Set task — Rewrite every line of the records below, requests included and pictures omitted. Multiply each coordinate in the answers by 1.65 and round to a whole number, with halves rounding up, leaving the numbers in the requests and their sample points unchanged.

(Location identification entries)
*-*-*
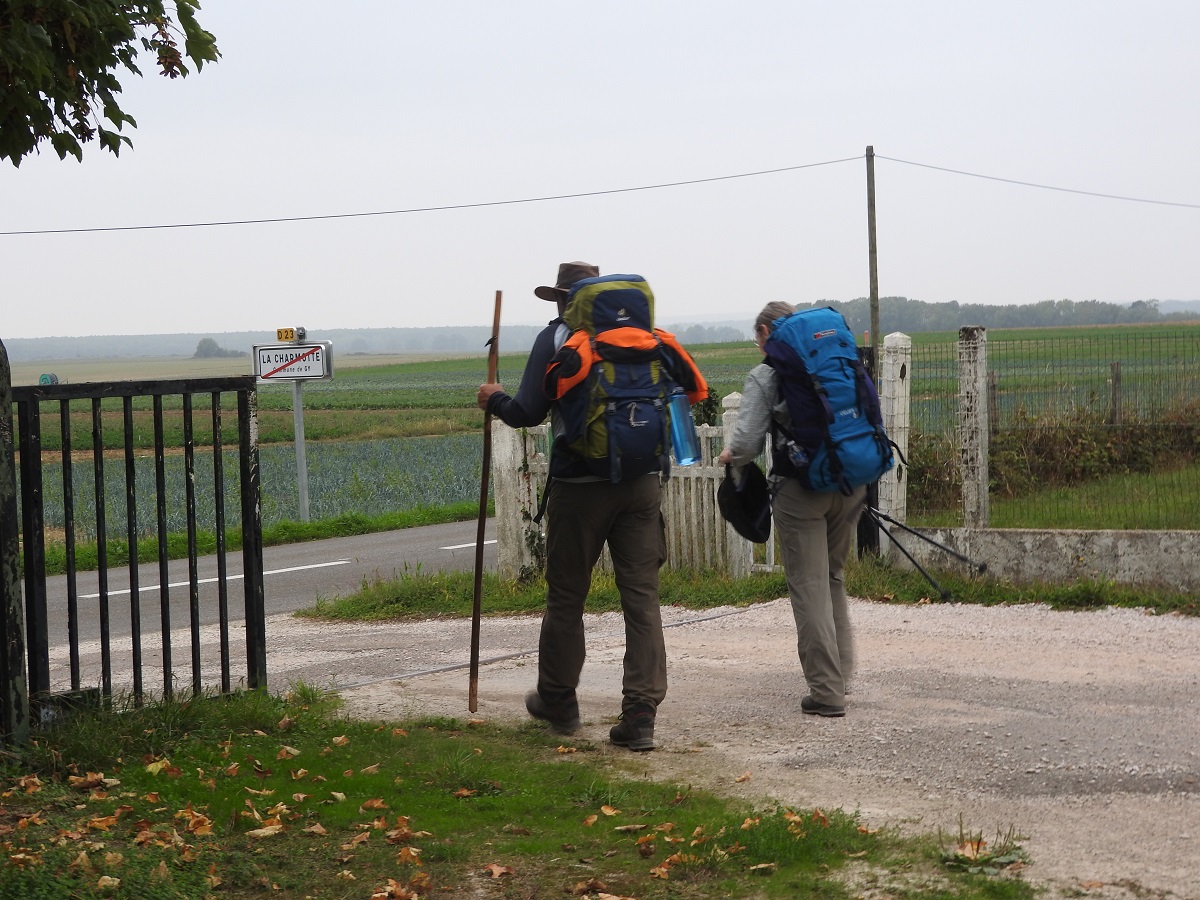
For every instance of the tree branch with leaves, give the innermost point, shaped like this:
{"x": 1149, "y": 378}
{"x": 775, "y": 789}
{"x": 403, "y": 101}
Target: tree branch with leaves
{"x": 59, "y": 65}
*-*-*
Exercise result —
For every instance of the tree branch with leaves, give the innermost point, shaped like this:
{"x": 1149, "y": 378}
{"x": 775, "y": 789}
{"x": 403, "y": 101}
Target: tree branch with leaves
{"x": 97, "y": 107}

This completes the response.